• [EXERCISE]: Write out the material below word for word, leaving out the pictures.

• [MATERIAL FOR THIS EXERCISE]:
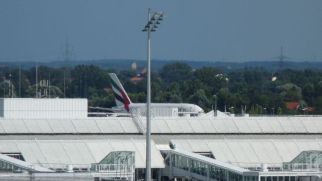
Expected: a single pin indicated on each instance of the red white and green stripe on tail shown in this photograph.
(121, 97)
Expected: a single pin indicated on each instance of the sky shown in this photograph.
(208, 30)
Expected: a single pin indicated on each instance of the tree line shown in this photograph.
(255, 90)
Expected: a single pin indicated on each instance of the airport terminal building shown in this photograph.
(56, 139)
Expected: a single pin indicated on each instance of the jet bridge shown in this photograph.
(185, 165)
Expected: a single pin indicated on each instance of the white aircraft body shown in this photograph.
(124, 104)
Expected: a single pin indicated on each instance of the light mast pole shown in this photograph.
(151, 26)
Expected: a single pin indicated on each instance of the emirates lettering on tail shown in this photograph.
(121, 97)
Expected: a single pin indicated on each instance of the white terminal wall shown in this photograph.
(43, 108)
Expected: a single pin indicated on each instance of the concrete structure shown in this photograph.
(62, 141)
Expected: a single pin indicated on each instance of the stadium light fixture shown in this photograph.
(154, 19)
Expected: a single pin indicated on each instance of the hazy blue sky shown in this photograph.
(227, 30)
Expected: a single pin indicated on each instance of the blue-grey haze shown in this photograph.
(214, 30)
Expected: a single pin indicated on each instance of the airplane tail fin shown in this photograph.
(121, 97)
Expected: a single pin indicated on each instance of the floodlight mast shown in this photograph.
(151, 26)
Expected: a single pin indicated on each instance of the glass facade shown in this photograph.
(205, 169)
(306, 160)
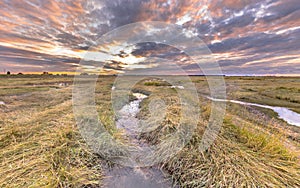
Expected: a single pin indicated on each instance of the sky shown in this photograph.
(246, 37)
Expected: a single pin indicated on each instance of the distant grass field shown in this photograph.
(40, 145)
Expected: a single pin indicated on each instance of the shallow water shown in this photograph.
(138, 177)
(285, 114)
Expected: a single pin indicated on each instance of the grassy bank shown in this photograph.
(40, 144)
(253, 149)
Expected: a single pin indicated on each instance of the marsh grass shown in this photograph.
(40, 144)
(250, 151)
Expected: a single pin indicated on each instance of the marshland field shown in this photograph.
(40, 144)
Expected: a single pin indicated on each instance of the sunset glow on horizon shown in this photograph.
(246, 37)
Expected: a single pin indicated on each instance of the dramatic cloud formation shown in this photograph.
(245, 36)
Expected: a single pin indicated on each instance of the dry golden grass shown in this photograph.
(40, 145)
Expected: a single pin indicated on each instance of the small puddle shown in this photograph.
(285, 114)
(138, 177)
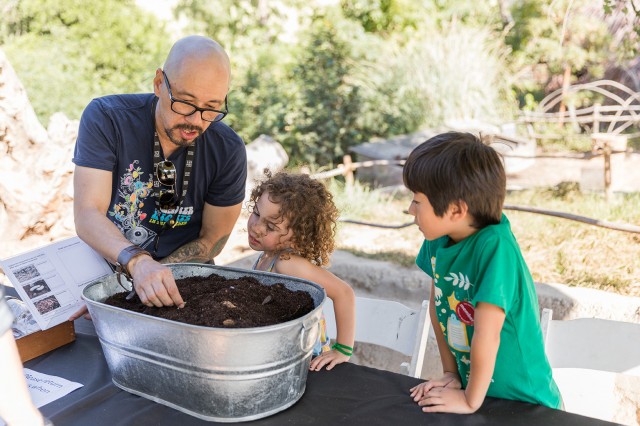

• [ANSWER TO THE PROBLEM]:
Expected: a single pin indicated on each instance of the red white and green stripe on tail shown in this photograph.
(121, 97)
Expected: a single pin indicated on each instance of the sky shown in this photograph.
(208, 30)
Expected: a single pin indicated on each instance of the tree line shown in this photograph.
(255, 90)
Expected: a single pin indicated on each instance of the airport terminal building shown in this photograph.
(56, 139)
Expected: a single pin indicated on each instance of the jet bridge shown in this photograph.
(185, 165)
Expected: a single pin indicated on each instance of the white aircraft body shown in this photograph.
(124, 104)
Expected: a single pin indicated on each instance of the light mast pole shown in this photograph.
(151, 26)
Expected: a single pin indicated on each instance of the emirates lettering on tail shown in this photograph.
(121, 97)
Expected: a single pin indicated on each instance of the white terminal wall shown in this photograph.
(43, 108)
Expected: a single pin indicated on each instance of the concrete structure shown in this photograph.
(62, 141)
Expected: a single pin indicated on each instance of the stadium light fixture shown in this photograph.
(154, 19)
Expected: a single pin indicated on each instance of the hazy blue sky shown in this photograph.
(227, 30)
Expected: a single pin indicated on each instance of the blue-grey haze shown in this photograph.
(214, 30)
Expected: a single pin indicated on each instance of the airplane tail fin shown in this photograph.
(121, 97)
Expected: a single pin indicated on each instance of the floodlight mast shown in this photograph.
(151, 26)
Expected: a single pin indicated on each instance of the glass facade shown in this photograph.
(205, 169)
(306, 160)
Expected: a single pin indicated on each instance of the sky shown in this photograph.
(246, 37)
Expected: a single pin indicated on each instance of the distant grass field shown in this photograph.
(40, 145)
Expected: a single pin indicated on each instance of the shallow water shown in this photograph.
(138, 177)
(285, 114)
Expected: a single pin indicated on each instance of the grassy bank shown in this photograph.
(40, 144)
(253, 149)
Expected: a single pin indicated on each instance of the marsh grass shown in this photograph.
(40, 144)
(250, 151)
Expected: a single pin indicated on each instance of the marshland field shown in this photograph.
(40, 144)
Expected: a single pin indicated on each instance of the sunset glow on horizon shown in this photograph.
(246, 37)
Expected: a single pin indicated on each instance of the dramatic cloud formation shown in this photograph.
(245, 36)
Expected: a single pin indicated on each instance of the dry golden grass shown in this photograph.
(40, 145)
Expected: a single pin indicated on each instance of the small puddle shown in this photograph.
(285, 114)
(138, 177)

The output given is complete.